[begin DATA LISTING]
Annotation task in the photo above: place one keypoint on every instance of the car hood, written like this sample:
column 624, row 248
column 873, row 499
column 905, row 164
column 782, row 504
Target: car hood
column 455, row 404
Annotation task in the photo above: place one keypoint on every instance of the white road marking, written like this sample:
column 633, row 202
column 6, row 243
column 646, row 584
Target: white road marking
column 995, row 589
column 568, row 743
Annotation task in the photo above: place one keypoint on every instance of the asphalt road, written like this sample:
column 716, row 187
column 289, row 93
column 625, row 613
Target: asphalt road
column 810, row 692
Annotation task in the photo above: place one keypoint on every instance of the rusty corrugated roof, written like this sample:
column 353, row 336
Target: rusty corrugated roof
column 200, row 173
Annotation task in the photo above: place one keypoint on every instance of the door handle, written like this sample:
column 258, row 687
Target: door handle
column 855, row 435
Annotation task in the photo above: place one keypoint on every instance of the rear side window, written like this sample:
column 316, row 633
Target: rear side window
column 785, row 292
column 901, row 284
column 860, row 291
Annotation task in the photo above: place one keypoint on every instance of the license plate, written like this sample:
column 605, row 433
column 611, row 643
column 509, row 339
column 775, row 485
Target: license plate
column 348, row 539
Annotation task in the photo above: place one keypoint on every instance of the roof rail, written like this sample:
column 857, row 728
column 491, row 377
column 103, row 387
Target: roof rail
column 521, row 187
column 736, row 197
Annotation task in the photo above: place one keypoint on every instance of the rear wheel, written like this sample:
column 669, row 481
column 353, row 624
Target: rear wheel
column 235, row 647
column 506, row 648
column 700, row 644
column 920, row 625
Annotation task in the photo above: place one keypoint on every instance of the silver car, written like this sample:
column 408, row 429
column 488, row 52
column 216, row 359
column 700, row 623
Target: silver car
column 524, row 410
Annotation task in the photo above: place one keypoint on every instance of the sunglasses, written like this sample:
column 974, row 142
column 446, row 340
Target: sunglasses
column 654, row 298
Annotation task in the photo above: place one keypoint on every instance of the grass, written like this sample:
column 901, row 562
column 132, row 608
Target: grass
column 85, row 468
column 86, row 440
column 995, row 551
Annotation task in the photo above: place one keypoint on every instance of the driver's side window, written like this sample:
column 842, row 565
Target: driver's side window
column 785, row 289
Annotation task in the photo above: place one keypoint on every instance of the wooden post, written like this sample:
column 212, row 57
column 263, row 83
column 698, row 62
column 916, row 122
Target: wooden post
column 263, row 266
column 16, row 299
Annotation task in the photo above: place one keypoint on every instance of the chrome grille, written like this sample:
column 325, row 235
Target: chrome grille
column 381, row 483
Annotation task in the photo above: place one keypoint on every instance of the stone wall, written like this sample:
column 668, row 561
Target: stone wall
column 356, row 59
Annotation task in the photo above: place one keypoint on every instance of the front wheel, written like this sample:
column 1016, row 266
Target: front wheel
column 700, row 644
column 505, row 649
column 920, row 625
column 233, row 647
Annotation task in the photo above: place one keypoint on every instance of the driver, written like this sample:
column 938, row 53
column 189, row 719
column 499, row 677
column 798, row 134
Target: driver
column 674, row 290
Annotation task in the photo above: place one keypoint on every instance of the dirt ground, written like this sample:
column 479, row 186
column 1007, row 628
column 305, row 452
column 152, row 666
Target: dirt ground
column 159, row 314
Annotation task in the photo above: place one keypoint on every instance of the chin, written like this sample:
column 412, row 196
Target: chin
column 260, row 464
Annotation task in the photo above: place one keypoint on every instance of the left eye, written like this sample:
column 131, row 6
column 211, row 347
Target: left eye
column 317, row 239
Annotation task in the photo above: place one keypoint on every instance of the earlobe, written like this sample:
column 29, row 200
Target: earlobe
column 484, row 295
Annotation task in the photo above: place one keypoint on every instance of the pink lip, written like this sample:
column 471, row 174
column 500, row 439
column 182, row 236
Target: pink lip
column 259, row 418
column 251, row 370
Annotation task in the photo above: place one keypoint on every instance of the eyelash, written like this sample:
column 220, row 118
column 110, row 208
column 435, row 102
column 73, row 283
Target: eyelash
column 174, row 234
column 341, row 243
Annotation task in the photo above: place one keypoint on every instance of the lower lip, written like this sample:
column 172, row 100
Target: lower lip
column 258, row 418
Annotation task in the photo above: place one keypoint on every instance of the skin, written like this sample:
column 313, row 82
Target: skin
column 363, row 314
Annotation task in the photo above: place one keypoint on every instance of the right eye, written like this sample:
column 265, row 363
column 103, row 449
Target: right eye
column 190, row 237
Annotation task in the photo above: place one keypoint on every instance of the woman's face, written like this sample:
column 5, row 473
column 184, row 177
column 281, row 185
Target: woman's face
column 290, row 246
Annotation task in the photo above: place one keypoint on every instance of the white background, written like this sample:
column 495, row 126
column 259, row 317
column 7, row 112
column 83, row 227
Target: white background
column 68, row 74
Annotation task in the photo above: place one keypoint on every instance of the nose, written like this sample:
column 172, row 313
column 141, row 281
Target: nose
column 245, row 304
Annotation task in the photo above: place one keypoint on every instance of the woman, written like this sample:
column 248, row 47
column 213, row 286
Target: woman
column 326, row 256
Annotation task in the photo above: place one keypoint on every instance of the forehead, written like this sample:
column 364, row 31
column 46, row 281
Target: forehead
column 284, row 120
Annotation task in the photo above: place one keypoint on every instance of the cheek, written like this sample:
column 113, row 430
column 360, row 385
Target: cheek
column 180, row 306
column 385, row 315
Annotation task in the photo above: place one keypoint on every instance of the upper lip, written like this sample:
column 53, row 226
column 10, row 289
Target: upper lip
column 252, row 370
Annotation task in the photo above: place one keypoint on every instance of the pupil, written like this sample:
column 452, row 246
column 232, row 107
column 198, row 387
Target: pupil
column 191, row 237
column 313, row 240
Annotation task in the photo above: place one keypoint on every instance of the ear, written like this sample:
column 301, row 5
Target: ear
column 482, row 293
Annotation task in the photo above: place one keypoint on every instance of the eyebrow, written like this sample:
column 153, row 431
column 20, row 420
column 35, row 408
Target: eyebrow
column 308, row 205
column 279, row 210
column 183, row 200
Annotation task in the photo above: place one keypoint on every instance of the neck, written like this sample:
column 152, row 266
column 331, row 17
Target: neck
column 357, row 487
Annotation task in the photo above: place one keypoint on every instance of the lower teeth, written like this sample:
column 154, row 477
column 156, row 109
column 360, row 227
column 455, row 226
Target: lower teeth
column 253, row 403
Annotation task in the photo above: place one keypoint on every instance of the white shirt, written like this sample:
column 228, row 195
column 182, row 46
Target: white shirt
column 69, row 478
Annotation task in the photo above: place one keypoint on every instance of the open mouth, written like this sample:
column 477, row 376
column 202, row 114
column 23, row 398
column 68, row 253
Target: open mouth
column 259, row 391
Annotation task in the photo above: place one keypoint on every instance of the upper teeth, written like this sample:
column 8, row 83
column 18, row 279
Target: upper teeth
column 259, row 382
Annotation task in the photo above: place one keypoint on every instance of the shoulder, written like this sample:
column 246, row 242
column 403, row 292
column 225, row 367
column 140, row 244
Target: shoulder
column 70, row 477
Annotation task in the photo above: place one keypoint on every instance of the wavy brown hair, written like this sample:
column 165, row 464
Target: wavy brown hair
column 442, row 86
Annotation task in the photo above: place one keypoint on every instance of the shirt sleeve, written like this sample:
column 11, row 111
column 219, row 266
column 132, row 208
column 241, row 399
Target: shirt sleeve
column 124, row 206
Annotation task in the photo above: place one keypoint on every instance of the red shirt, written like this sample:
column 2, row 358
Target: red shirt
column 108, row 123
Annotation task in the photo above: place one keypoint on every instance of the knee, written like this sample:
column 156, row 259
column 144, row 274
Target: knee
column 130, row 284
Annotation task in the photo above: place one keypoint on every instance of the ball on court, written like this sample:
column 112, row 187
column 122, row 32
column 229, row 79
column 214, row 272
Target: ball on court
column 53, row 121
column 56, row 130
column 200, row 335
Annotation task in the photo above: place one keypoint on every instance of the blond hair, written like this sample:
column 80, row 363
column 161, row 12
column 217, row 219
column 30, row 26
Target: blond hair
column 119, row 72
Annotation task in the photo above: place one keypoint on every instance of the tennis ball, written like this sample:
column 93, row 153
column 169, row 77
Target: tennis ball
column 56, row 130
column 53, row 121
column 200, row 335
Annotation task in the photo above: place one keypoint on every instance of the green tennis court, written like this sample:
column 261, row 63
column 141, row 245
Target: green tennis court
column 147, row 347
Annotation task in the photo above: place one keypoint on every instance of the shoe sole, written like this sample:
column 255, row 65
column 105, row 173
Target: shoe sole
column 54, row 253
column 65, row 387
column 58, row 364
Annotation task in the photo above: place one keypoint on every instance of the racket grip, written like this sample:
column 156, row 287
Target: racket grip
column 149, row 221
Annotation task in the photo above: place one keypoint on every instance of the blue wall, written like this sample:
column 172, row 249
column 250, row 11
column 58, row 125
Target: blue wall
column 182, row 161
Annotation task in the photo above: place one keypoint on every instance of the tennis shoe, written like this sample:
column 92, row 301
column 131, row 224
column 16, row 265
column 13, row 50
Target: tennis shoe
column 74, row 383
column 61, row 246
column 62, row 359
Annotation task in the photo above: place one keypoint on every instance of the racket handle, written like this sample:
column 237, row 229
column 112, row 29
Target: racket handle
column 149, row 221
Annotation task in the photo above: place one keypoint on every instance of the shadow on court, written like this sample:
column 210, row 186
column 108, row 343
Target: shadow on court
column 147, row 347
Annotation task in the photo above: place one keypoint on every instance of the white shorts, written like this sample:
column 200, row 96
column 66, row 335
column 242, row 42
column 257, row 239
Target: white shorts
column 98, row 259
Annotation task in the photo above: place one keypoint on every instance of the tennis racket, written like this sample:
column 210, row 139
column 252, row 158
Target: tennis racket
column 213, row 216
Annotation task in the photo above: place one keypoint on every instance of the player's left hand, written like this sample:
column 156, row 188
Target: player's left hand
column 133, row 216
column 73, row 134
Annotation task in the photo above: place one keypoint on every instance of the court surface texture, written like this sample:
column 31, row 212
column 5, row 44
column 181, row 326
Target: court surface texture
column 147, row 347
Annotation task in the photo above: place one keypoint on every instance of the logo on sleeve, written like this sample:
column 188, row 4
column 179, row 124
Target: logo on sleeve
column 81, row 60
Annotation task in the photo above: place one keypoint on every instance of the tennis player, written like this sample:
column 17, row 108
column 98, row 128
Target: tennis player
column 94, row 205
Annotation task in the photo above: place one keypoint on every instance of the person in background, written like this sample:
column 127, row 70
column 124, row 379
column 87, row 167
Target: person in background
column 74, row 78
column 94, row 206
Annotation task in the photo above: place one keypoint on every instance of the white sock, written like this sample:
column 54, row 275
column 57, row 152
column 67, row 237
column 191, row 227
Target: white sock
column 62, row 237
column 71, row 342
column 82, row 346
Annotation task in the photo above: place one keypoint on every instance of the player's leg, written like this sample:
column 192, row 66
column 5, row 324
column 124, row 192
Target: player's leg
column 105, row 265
[end DATA LISTING]
* [EXERCISE] Format the lines of the entries above, from the first line through the line with "column 568, row 743", as a JSON list of strings with one string per line and no blank lines.

* [TASK SOLUTION]
[
  "Annotation task in the photo above: place one keypoint on every instance of the car hood, written like this sample:",
  "column 624, row 248",
  "column 873, row 499",
  "column 905, row 164",
  "column 782, row 504",
  "Target: car hood",
  "column 455, row 404",
  "Annotation task in the photo above: place one keypoint on every instance of the white road marking, written like this sample:",
  "column 633, row 202",
  "column 6, row 243",
  "column 646, row 584",
  "Target: white road marking",
  "column 995, row 589",
  "column 568, row 743"
]